Output the records exactly. Include every line.
━━━━━ Supplied records
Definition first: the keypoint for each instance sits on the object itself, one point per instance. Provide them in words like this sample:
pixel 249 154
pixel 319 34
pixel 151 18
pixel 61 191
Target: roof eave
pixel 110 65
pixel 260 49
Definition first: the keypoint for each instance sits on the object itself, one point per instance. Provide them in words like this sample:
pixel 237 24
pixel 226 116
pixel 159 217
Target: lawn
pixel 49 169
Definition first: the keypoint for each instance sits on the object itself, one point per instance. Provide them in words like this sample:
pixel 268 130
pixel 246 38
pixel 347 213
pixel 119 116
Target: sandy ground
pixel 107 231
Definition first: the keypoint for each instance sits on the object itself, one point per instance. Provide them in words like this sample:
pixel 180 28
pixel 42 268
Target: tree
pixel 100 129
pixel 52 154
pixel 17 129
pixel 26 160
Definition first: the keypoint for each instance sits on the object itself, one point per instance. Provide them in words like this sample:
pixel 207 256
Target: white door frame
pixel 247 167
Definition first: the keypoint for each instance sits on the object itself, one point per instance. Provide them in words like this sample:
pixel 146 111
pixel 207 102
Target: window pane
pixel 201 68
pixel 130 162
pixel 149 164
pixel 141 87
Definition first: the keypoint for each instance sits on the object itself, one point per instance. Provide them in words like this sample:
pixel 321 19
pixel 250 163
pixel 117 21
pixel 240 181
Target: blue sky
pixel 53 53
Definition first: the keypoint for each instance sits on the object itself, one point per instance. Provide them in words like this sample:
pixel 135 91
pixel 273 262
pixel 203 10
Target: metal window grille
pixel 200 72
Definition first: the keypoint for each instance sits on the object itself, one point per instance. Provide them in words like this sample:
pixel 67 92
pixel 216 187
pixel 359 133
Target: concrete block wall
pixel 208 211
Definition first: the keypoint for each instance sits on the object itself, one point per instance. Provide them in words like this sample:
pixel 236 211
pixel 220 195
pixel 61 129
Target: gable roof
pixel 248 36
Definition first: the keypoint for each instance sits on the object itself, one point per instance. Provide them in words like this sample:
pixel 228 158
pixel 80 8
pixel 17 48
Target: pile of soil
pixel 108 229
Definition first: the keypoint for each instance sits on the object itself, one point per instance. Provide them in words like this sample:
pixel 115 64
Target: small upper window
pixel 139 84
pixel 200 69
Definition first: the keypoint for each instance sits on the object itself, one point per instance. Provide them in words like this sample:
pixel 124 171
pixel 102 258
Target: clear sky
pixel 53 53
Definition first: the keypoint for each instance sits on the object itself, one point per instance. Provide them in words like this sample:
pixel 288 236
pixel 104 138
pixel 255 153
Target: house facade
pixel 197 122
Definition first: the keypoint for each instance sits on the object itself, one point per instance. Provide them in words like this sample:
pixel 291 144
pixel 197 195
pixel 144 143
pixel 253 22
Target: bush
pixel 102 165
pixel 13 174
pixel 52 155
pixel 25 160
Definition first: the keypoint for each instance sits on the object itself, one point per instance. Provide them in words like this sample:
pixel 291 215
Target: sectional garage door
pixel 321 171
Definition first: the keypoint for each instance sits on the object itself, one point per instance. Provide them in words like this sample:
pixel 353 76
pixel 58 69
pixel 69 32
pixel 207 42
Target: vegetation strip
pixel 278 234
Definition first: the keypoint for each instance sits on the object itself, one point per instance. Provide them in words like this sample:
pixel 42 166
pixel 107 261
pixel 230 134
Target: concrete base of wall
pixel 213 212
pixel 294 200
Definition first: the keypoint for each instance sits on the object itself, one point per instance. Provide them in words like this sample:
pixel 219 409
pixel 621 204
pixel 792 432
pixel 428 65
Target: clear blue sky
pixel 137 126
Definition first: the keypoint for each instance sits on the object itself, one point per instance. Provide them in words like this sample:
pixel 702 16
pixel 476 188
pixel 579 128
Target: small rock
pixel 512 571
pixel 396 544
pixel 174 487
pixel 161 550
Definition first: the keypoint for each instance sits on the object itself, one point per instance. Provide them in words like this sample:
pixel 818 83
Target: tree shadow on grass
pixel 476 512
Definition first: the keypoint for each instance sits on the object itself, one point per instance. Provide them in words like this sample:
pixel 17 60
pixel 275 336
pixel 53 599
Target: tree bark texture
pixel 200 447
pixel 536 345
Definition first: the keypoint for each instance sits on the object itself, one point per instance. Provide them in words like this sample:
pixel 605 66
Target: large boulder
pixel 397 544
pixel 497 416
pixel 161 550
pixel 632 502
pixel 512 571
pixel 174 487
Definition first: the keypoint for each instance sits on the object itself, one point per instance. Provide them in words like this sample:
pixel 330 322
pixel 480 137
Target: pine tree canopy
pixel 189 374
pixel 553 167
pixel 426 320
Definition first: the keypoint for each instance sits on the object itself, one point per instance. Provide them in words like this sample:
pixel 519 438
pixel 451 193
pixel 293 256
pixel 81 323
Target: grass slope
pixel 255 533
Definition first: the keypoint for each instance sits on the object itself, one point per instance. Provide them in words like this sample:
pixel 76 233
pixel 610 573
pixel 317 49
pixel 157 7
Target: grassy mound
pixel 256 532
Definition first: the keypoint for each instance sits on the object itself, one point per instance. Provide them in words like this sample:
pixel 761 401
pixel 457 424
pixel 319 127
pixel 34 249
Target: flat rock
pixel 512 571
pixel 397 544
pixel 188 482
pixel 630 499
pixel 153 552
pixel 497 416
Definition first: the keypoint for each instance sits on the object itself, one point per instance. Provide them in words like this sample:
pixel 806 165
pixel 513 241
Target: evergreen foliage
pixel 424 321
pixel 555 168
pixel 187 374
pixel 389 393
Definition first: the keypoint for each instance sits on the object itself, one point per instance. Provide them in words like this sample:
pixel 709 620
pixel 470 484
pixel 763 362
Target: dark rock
━━━━━━━━━━
* _Problem solution_
Definition first: the keypoint for each instance sits on the object itself, one point per instance. Provide them in words like this sample:
pixel 249 154
pixel 319 34
pixel 151 18
pixel 61 191
Target: roof eave
pixel 110 65
pixel 260 49
Definition first: the keypoint for each instance sits on the object itself, one point per instance. Provide them in words like this sample:
pixel 237 24
pixel 226 116
pixel 159 217
Target: lawn
pixel 49 169
Definition first: the keypoint for each instance sits on the object itself, one point per instance. Provide them in words like this sample:
pixel 268 130
pixel 246 38
pixel 347 213
pixel 119 116
Target: sandy ground
pixel 107 231
Definition first: the keypoint for each instance sits on the object itself, one point per instance. Provide them in words like this sample:
pixel 180 28
pixel 42 268
Target: tree
pixel 100 129
pixel 52 154
pixel 17 129
pixel 26 160
Definition first: the keypoint for each instance sits on the object itself, one point per instance. Provide them in words like this sample:
pixel 207 256
Target: white door frame
pixel 247 167
Definition first: the keypoint for each instance sits on the object itself, one point per instance. Provide them in words like this sample:
pixel 146 111
pixel 207 102
Target: window pane
pixel 201 68
pixel 130 162
pixel 149 164
pixel 141 87
Definition first: the keypoint for each instance sits on the object itself, one point per instance. Provide them in words like this sample:
pixel 321 19
pixel 250 163
pixel 117 21
pixel 240 181
Target: blue sky
pixel 53 53
Definition first: the keypoint for each instance sits on the object itself, one point per instance. Provide them in words like this sample:
pixel 135 91
pixel 273 262
pixel 203 10
Target: metal window grille
pixel 200 72
Definition first: the keypoint for each instance sits on the object itself, one point per instance. Provide them in words like this sample:
pixel 67 92
pixel 216 187
pixel 359 133
Target: concrete block wall
pixel 208 211
Definition first: the keypoint for each instance sits on the object itself, one point per instance. Provide them in words like this sample:
pixel 236 211
pixel 220 195
pixel 61 129
Target: gable roof
pixel 248 36
Definition first: the keypoint for each instance sits on the object itself, one point per instance. Provide them in words like this sample:
pixel 228 158
pixel 80 8
pixel 17 48
Target: pile of soil
pixel 108 229
Definition first: the keypoint for each instance sits on the object itself, one point per instance. Provide them in words like this sample:
pixel 115 64
Target: small upper window
pixel 139 84
pixel 200 69
Definition first: the keypoint for each instance sits on the object itself, one point per instance. Provide them in words like this sample:
pixel 124 171
pixel 102 258
Target: clear sky
pixel 53 53
Definition first: the keypoint for each instance sits on the object itself, one point per instance. Provide them in words like this sample:
pixel 288 236
pixel 104 138
pixel 255 153
Target: house facade
pixel 197 122
Definition first: the keypoint for each instance sits on the object itself, one point per instance. Provide them in words like this sample:
pixel 291 144
pixel 197 195
pixel 144 143
pixel 253 22
Target: bush
pixel 102 165
pixel 13 174
pixel 52 155
pixel 25 160
Definition first: the keypoint for each instance sits on the object itself, one point per instance. Provide them in words like this sample:
pixel 291 215
Target: sectional garage door
pixel 321 171
Definition first: the keypoint for each instance sits on the object itself, one point per instance. Provide them in words like this sample:
pixel 353 76
pixel 58 69
pixel 69 32
pixel 207 42
Target: vegetation strip
pixel 278 234
Definition first: the keypoint for each instance sits on the object itself, one point per instance. Provide them in words like this sample:
pixel 42 166
pixel 107 261
pixel 230 134
Target: concrete base of wall
pixel 213 212
pixel 294 200
Definition first: the keypoint for each instance sits on the object itself, one point per instance. Provide them in words like this sample:
pixel 219 409
pixel 621 204
pixel 792 432
pixel 428 65
Target: clear blue sky
pixel 137 126
Definition first: the keypoint for each instance sits on the object itself, one point per instance. Provide them in words like this sample:
pixel 702 16
pixel 476 188
pixel 579 128
Target: small rock
pixel 512 571
pixel 396 544
pixel 174 487
pixel 161 550
Definition first: the keypoint for each instance sits on the object itself, one point per instance. Provide them in words like this sample:
pixel 818 83
Target: tree shadow on grass
pixel 476 512
Definition first: the keypoint for each instance sits on the object itself, one point per instance. Provide them in words like this sample:
pixel 17 60
pixel 275 336
pixel 53 599
Target: tree bark texture
pixel 200 447
pixel 536 345
Definition first: the keypoint for each instance sits on the object itself, one point per instance. Provide them in words like this sample:
pixel 605 66
Target: large boulder
pixel 397 544
pixel 497 416
pixel 161 550
pixel 632 502
pixel 512 571
pixel 174 487
Definition first: the keypoint for each instance sits on the object itself, one point per instance. Provide them in words like this sample:
pixel 330 322
pixel 480 137
Target: pine tree canopy
pixel 189 374
pixel 553 167
pixel 426 320
Definition first: the keypoint for each instance sits on the object itself, one point per instance. Provide them in words like this sample:
pixel 519 438
pixel 451 193
pixel 293 256
pixel 81 323
Target: grass slope
pixel 255 533
Definition first: the keypoint for each instance sits on the object itself, one point per instance. Provide them in words like this sample:
pixel 76 233
pixel 610 573
pixel 317 49
pixel 157 7
Target: grassy mound
pixel 256 532
Definition first: the keypoint for each instance sits on the object itself, one point per instance. Provide them in words like this sample:
pixel 761 401
pixel 457 424
pixel 319 127
pixel 34 249
Target: flat rock
pixel 512 571
pixel 397 544
pixel 188 482
pixel 630 499
pixel 153 552
pixel 497 416
Definition first: the keypoint for each instance sits on the object itself, one point per instance. Provide them in words like this sample:
pixel 806 165
pixel 513 241
Target: evergreen foliage
pixel 424 321
pixel 555 168
pixel 187 374
pixel 389 393
Definition first: the keypoint for each instance sits on the object itself, one point per instance. Provide them in words like this sample:
pixel 709 620
pixel 470 484
pixel 763 362
Target: dark rock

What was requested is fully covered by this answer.